#### [ASSIGNED TASK]
Please state how many lines of the listing contain the word "green", giving the number by itself.
◇ ◇ ◇ ◇ ◇
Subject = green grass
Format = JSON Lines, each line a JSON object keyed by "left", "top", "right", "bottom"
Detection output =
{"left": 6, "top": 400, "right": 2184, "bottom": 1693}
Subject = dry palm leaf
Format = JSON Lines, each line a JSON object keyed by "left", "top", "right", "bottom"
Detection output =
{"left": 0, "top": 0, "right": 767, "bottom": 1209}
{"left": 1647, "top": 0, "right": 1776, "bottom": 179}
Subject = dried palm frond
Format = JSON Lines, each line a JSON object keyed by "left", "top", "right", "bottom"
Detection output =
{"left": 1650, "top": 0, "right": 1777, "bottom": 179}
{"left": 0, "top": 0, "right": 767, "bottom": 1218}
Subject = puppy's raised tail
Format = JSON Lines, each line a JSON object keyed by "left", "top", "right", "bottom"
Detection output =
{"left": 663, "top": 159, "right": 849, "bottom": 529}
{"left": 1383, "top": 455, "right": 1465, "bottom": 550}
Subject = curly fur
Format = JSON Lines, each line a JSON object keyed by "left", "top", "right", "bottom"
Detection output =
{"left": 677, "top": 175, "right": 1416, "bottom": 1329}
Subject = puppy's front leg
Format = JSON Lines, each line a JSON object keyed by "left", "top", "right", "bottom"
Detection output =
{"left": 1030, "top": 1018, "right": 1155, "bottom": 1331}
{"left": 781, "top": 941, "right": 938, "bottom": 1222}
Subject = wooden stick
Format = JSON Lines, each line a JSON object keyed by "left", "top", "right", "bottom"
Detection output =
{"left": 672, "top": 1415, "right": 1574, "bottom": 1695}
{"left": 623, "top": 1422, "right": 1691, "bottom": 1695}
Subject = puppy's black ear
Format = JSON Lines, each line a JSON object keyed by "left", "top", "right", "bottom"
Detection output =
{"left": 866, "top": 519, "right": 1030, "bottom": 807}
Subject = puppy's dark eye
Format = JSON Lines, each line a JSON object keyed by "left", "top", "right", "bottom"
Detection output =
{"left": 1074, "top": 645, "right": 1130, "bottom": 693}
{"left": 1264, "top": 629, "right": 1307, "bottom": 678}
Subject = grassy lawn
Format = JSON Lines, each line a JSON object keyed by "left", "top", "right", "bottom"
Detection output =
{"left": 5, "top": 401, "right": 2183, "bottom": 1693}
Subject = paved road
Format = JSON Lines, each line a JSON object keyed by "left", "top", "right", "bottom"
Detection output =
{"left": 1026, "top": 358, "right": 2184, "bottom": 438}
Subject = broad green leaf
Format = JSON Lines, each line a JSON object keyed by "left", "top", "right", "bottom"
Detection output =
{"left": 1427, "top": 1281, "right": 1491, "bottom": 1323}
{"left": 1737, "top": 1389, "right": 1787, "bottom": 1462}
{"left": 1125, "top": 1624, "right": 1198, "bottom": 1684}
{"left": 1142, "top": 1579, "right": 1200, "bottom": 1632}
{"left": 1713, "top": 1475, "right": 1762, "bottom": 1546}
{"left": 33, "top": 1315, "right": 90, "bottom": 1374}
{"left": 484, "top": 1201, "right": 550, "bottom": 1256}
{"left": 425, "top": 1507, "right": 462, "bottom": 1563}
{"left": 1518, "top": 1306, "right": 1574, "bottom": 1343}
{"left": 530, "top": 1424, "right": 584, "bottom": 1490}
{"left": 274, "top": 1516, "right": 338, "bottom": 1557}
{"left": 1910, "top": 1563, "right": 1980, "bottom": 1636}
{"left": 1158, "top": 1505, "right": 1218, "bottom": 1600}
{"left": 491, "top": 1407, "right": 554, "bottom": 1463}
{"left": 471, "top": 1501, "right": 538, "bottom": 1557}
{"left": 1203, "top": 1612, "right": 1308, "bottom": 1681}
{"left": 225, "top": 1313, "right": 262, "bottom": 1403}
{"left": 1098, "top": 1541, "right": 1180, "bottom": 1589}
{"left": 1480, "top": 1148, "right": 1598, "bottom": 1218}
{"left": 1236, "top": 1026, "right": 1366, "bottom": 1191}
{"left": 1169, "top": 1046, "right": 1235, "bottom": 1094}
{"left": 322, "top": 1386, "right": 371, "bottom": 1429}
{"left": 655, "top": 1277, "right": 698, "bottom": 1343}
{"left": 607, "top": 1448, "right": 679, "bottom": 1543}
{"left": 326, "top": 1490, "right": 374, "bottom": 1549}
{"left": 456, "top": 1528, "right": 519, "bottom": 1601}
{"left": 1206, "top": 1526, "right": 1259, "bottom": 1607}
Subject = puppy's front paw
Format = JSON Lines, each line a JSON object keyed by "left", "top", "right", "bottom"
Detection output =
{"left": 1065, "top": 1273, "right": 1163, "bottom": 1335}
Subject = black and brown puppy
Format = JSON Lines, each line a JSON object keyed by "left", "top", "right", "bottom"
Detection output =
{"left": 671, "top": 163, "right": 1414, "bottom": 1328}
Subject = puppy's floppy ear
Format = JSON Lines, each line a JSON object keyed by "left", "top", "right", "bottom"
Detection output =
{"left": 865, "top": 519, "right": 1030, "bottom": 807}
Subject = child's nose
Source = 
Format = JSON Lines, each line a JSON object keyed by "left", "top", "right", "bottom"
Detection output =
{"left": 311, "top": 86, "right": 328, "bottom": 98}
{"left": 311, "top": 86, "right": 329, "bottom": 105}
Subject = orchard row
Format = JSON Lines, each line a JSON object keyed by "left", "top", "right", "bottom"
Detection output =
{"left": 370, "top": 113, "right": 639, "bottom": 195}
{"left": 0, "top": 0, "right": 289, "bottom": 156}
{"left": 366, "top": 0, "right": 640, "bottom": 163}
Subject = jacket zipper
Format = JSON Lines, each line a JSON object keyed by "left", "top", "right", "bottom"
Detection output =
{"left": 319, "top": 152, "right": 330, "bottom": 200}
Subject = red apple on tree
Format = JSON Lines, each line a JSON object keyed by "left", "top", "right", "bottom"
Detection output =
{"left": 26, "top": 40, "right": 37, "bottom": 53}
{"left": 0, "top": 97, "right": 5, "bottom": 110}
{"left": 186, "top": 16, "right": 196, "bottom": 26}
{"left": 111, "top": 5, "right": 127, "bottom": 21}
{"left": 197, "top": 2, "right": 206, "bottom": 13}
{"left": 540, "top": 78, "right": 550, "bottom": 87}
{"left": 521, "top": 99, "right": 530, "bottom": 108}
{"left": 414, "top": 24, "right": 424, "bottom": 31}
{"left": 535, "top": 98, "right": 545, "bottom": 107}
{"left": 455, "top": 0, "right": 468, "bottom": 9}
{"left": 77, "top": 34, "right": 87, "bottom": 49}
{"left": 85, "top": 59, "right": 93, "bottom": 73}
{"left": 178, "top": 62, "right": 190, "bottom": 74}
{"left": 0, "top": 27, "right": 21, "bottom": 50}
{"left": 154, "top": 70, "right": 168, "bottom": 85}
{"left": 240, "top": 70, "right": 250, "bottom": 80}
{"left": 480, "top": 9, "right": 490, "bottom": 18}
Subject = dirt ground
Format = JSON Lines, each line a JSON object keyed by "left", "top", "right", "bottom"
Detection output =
◇ ◇ ◇ ◇ ◇
#### [TASK RESULT]
2